Recorded data:
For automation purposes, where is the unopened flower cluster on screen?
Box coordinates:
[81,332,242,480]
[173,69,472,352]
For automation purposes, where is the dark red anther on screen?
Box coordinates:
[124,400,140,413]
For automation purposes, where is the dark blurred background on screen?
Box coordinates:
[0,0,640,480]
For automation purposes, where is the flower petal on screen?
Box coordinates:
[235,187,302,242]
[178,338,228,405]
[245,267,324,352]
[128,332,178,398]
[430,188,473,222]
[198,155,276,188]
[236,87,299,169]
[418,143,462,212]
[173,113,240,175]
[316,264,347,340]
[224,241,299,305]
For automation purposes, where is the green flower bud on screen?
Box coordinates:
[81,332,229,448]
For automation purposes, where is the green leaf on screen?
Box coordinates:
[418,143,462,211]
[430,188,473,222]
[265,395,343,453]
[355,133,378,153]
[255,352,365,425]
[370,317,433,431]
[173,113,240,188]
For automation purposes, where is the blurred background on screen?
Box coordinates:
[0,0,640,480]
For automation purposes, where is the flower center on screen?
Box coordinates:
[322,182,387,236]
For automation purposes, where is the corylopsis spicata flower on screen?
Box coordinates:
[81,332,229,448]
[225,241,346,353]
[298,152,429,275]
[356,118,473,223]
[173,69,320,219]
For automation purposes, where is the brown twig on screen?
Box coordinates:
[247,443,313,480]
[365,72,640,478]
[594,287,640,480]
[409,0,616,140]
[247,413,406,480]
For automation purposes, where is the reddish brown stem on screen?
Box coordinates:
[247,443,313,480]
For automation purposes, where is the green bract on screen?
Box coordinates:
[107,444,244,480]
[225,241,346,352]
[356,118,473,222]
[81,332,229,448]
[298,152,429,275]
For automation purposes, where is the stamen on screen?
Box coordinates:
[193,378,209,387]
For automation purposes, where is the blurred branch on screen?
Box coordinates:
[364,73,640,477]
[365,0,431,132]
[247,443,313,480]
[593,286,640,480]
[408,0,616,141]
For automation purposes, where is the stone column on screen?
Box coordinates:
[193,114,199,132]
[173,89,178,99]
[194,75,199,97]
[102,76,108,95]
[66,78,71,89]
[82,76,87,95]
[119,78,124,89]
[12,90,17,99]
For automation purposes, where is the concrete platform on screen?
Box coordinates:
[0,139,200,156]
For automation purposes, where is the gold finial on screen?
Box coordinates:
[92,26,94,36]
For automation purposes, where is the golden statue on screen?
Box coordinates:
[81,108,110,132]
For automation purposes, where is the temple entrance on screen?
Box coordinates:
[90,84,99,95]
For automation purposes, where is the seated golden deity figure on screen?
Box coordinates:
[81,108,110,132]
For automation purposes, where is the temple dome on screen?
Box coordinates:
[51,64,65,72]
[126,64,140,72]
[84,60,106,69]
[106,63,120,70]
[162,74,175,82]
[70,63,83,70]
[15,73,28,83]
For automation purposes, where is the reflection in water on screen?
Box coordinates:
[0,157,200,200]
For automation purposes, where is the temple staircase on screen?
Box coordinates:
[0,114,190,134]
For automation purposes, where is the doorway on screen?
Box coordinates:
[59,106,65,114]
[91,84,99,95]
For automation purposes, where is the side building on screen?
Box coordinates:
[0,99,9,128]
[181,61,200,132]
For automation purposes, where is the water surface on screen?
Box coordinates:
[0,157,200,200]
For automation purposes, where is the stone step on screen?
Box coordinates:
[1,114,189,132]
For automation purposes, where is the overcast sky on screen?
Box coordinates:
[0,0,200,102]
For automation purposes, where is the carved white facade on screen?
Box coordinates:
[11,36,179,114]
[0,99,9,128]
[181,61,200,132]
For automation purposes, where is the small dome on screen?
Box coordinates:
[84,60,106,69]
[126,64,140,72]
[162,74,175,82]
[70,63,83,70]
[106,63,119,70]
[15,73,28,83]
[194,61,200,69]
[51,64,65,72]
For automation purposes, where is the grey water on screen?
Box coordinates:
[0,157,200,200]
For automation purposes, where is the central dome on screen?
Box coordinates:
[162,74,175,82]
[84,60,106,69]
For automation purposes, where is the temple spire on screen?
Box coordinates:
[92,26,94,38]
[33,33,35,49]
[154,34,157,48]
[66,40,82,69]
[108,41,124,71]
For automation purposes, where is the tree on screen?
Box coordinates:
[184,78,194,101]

THE PROBLEM: Reproduce the lines from the one holding "For automation purposes, where is the seated" through the end of the data above, inclusive, and give no other lines.

REPLY:
For automation purposes, where is the seated golden deity figure on screen?
Box coordinates:
[81,108,110,132]
For automation purposes, where is the temple dome on screen?
Box coordinates:
[51,64,65,72]
[126,64,140,72]
[84,60,106,69]
[106,63,120,70]
[162,74,175,82]
[70,63,83,70]
[15,73,28,83]
For automation purposes, where is the reflection in water on screen?
Box coordinates:
[0,157,200,200]
For automation purposes, where is the temple staircase on screen?
Box coordinates:
[0,114,190,134]
For automation purposes, where is the doorway on screen?
Box coordinates:
[59,106,65,114]
[91,84,99,95]
For automation purposes, where is the side building on screen?
Box coordinates:
[0,99,9,128]
[181,61,200,132]
For automation purposes, where is the water surface on screen?
Box coordinates:
[0,157,200,200]
For automation purposes, where is the stone step on screen?
Box coordinates:
[1,114,189,132]
For automation purposes, where is the overcast sky on screen?
Box coordinates:
[0,0,200,102]
For automation purposes, where is the carved white facade on screen?
Box coordinates:
[11,36,179,114]
[0,99,9,128]
[181,61,200,132]
For automation purposes, where is the small dome on screen?
Box coordinates:
[84,60,106,69]
[126,64,140,72]
[162,74,175,82]
[70,63,83,70]
[106,63,119,70]
[15,73,28,83]
[194,61,200,69]
[51,64,65,72]
For automation purposes, where is the grey water on screen?
Box coordinates:
[0,157,200,200]
For automation purposes, where is the central dome on screen?
Box coordinates:
[162,74,175,82]
[84,60,106,69]
For automation purposes, where is the temple spire on screen?
Box coordinates:
[92,26,94,38]
[33,33,35,49]
[154,34,157,48]
[66,40,82,69]
[108,41,124,71]
For automation purposes, where is the tree on screen?
Box coordinates:
[184,78,194,101]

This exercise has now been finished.